◆ Problem to solve ◆
Somewhere below is a line with "[[40, 153], [77, 152], [62, 90], [21, 106]]" and, later, a line with "Now the metal"; repeat those two lines and all the lines between them, exactly as they are.

◆ Provided entries ◆
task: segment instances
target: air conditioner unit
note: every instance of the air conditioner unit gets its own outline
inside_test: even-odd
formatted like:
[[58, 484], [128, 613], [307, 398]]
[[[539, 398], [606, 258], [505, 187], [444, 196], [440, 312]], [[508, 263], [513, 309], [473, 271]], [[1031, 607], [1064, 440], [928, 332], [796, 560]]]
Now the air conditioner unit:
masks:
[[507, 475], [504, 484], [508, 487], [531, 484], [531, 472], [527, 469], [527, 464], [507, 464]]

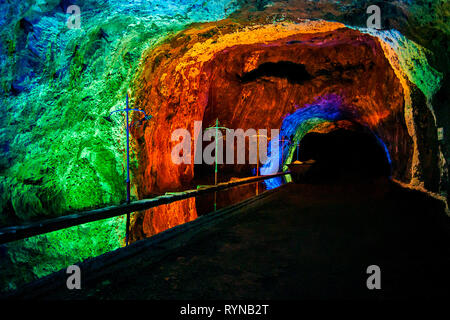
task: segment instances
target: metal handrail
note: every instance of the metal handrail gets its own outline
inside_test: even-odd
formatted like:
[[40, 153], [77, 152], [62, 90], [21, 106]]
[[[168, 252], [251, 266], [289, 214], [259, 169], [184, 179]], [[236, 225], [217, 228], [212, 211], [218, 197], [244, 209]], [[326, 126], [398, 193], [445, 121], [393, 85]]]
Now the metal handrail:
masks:
[[95, 210], [77, 212], [73, 214], [64, 215], [57, 218], [51, 218], [42, 220], [35, 223], [5, 227], [0, 229], [0, 244], [17, 241], [21, 239], [26, 239], [29, 237], [37, 236], [40, 234], [45, 234], [52, 231], [57, 231], [60, 229], [66, 229], [70, 227], [74, 227], [80, 224], [94, 222], [97, 220], [103, 220], [108, 218], [113, 218], [117, 216], [121, 216], [124, 214], [129, 214], [135, 211], [142, 211], [150, 208], [154, 208], [163, 204], [172, 203], [175, 201], [196, 197], [205, 193], [224, 190], [228, 188], [232, 188], [238, 185], [244, 185], [256, 181], [267, 180], [275, 177], [280, 177], [289, 174], [290, 172], [281, 172], [271, 175], [264, 175], [259, 177], [251, 177], [239, 179], [236, 181], [222, 182], [217, 185], [194, 189], [194, 190], [186, 190], [182, 192], [177, 192], [173, 194], [165, 194], [161, 196], [157, 196], [150, 199], [143, 199], [138, 201], [133, 201], [129, 204], [121, 204], [117, 206], [110, 206]]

◆ Solution to the problem ◆
[[40, 153], [77, 152], [62, 90], [21, 106]]
[[[168, 252], [251, 266], [289, 214], [259, 169], [184, 179]], [[236, 225], [217, 228], [212, 211], [218, 197], [244, 209]], [[326, 126], [398, 193], [445, 121], [393, 85]]]
Now the metal handrail:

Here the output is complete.